Text passage section start

Losing weight and modifying it into muscles is one of the toughest work to do. And building muscles from scratch, especially if you’ve been lean and skinny is more difficult. Though there are many ways to build muscles, the technique to do so varies from person to person. From beginner, moderate to advanced person. Building muscles requires the right combination of everything. From the right proportion of calories to lifting proper weights and training yourself.
Proteins can accelerate this muscle-building process of yours, but healthy fats are also recommended while doing so. No matter at what stage you are. If you’re trying to gain weight or lose it, the ultimate goal of everyone is to build muscles and tone their body. Losing or gaining a certain amount of weight is easier than building muscles. You don’t have to cut carbs solely and see results or eat in a calorie surplus. You need to push yourself, your muscles. You need to go for that extra rep, train them to be better in the next set, and let them recover at least for 24 hours properly. It’s not just about how you treat your body inside the gym, but how you let it recover and work outside the gym.
Muscle hypertrophy is the process that increases the growth of muscle cells, and it helps you kick start the resistance training. When you lift hard, you release the muscle-growing hormones and other metabolites. It is in a way the adaptation our muscles go through from being pushed to heavier and heavier weights, which eventually increases the muscle fiber size both widely and broadly. Building muscles is not a one-time thing. It’s a constant push or progressive overload each day to make yourself and your muscles habitual of hard work. Progressive overload simply means creating an increased strategic effort towards your style of workout. This doesn’t happen in weeks. It takes months to build your strength to gain more. When you go to the gym initially, you tend to lose or gain weight rapidly. But the longer time you spend in the gym, the harder it is for you to either gain or lose weight. It’s more like creating a form for yourself, to make yourself more habitual. Below are some simple yet effective tips to grow bigger muscle:
1. Work big not minor:
Focusing on a single muscle while building muscle, isn’t the way you outgrow yourself and cross your limits. “Multi joints” movement is one theory that helps you focus on more than one muscle. Isolation training provides different values, different from any other one because you focus on one joint, one muscle.
Whereas, multi-joint movement can be the one sole backbone of your whole mass building training. It cannot do the work of isolation training. But when you challenge your body, mind to focus on multiple joints, it pushes you, your muscles quite literally.
If we take a dumbbell row, it doesn’t only focus your biceps, but also your abs, lats. Every row, the rep challenges you to push more. This will train and develop your mind to lift more and within no time, and you would access each of them.
2. Drink before workout:
Lifters often go for shakes and any other drink after their workout. But it is far better when you opt for a pre-workout shake. A study of 2001 at the university of texas showed that lifters who drank shakes containing amino acids, carbohydrates before a workout performed way better than the ones who drank after a heavy workout. An ideal shake should contain 6 grams of amino acids, the essential ones, also known as the muscle building block of protein, and 35 grams of carbohydrates.

Text passage section end
Data section start

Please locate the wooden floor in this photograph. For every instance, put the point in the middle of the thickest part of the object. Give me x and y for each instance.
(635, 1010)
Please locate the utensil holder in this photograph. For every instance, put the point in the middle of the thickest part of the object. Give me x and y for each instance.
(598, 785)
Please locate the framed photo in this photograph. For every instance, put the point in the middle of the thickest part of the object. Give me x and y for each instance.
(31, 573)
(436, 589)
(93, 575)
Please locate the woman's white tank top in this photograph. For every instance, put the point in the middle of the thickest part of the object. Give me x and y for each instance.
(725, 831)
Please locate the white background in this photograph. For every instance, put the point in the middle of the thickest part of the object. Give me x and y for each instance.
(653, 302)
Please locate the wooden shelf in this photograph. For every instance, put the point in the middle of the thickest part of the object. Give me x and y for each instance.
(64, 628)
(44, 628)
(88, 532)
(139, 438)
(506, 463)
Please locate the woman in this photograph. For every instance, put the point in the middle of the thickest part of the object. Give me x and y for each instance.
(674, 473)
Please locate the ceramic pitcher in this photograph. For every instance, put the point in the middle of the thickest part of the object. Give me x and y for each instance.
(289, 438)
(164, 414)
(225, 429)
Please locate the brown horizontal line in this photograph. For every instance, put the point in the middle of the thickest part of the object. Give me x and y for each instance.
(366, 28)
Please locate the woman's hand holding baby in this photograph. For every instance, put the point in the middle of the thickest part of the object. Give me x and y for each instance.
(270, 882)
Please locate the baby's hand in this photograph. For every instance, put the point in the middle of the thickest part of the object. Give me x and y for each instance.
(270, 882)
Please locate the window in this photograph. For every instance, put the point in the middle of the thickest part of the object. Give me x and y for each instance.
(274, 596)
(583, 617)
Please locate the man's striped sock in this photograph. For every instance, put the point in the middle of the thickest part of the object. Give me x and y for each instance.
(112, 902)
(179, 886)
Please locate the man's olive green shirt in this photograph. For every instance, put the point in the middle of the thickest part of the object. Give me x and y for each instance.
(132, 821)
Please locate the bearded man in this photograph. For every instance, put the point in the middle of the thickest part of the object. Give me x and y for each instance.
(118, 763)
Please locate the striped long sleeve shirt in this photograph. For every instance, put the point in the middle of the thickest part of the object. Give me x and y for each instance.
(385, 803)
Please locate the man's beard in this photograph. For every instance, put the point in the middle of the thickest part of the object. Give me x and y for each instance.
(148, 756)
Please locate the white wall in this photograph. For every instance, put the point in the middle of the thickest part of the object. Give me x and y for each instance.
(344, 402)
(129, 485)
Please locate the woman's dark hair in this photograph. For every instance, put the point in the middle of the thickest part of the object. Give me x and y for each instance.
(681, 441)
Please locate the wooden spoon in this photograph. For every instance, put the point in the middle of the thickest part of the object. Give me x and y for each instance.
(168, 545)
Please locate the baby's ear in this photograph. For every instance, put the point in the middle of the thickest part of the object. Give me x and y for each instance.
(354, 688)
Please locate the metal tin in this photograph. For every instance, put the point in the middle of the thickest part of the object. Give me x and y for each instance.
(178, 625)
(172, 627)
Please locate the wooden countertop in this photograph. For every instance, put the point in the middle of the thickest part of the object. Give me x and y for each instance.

Data section end

» Exercise requirements:
[A] Why does the muscle-building text recommend drinking a shake before a workout rather than after? Answer in one to three sentences.
[B] According to the muscle-building text, for at least how long should muscles be allowed to recover properly?

» Answers in order:
[A] The text cites a 2001 study at the University of Texas. In that study, lifters who drank shakes containing amino acids and carbohydrates before a workout performed much better than those who drank them after a heavy workout.

[B] At least 24 hours.